[Given instruction] Rewrite the data below, replacing every occurrence of "SVG document" with "SVG file" and leaving all other text unchanged.

[Dataset extract]
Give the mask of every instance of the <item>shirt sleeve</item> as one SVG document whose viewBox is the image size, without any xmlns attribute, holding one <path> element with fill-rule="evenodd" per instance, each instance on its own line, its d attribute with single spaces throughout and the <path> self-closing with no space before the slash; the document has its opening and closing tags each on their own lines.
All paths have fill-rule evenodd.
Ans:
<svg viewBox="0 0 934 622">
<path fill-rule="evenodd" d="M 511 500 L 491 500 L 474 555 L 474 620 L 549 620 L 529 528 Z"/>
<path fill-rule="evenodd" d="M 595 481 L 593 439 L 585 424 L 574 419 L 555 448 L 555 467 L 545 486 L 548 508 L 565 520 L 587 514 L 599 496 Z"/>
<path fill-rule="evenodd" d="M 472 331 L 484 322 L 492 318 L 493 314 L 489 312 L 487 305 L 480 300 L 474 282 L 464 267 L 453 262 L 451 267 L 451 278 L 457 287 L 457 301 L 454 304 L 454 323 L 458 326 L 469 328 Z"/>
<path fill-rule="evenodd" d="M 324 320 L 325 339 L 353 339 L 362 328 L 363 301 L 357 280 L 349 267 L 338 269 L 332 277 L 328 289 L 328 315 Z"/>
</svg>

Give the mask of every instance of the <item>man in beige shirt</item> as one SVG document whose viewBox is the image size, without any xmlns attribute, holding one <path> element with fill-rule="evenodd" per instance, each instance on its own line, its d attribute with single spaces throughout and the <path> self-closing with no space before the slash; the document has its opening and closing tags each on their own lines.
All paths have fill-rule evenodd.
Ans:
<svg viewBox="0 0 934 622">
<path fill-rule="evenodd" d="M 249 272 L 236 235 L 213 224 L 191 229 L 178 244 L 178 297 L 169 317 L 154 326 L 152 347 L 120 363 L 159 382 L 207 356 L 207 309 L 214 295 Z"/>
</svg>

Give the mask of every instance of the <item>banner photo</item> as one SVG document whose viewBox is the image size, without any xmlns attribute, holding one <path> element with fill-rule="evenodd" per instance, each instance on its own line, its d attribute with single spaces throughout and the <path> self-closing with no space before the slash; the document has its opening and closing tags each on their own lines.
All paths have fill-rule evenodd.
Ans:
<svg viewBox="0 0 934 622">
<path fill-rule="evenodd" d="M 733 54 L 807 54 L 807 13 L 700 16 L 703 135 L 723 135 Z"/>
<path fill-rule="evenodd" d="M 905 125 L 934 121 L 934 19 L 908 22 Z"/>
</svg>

[Answer to the task]
Give the mask of every instance of the <item>shirt sleeve</item> as one SVG file whose viewBox is the image size, without any xmlns attribute, holding one <path> element with fill-rule="evenodd" per instance, each instance on its own line, its d attribute with single spaces throughout and the <path> self-closing with no space before the slash; the document has its opening and closing tags each on their own lines.
All paths have fill-rule evenodd.
Ans:
<svg viewBox="0 0 934 622">
<path fill-rule="evenodd" d="M 511 500 L 491 500 L 474 555 L 474 620 L 549 620 L 529 528 Z"/>
<path fill-rule="evenodd" d="M 595 481 L 593 439 L 585 424 L 574 419 L 555 448 L 555 467 L 545 486 L 548 508 L 565 520 L 587 514 L 599 496 Z"/>
<path fill-rule="evenodd" d="M 472 331 L 484 322 L 492 318 L 493 314 L 489 312 L 487 305 L 480 300 L 474 282 L 464 267 L 453 262 L 451 267 L 451 278 L 457 287 L 457 301 L 454 304 L 454 323 L 458 326 L 469 328 Z"/>
<path fill-rule="evenodd" d="M 324 320 L 325 339 L 353 339 L 362 328 L 363 301 L 357 280 L 349 267 L 338 269 L 332 277 L 328 289 L 328 315 Z"/>
</svg>

Give the mask of every instance of the <item>man in beige shirt</item> as one SVG file whose viewBox is the image size, without any xmlns attribute, holding one <path> element with fill-rule="evenodd" per instance, each instance on its own line, its d attribute with single spaces throughout and the <path> self-closing with no space before the slash; the document has its opening and closing tags each on their own lines.
All paths have fill-rule evenodd.
Ans:
<svg viewBox="0 0 934 622">
<path fill-rule="evenodd" d="M 249 272 L 236 235 L 213 224 L 191 229 L 178 244 L 178 297 L 169 317 L 154 326 L 152 347 L 120 363 L 159 382 L 207 356 L 207 309 L 214 295 Z"/>
</svg>

Give the mask of every instance of the <item>banner photo</item> as one SVG file whose viewBox is the image size, without any xmlns attribute, holding one <path> element with fill-rule="evenodd" per instance, each instance on its own line, its d attribute with single spaces throughout and the <path> self-closing with no space before the slash; the document has its opening and closing tags each on their own lines.
All paths have fill-rule evenodd.
Ans:
<svg viewBox="0 0 934 622">
<path fill-rule="evenodd" d="M 733 54 L 807 54 L 807 13 L 700 16 L 703 135 L 723 135 Z"/>
<path fill-rule="evenodd" d="M 905 125 L 934 121 L 934 19 L 908 22 Z"/>
</svg>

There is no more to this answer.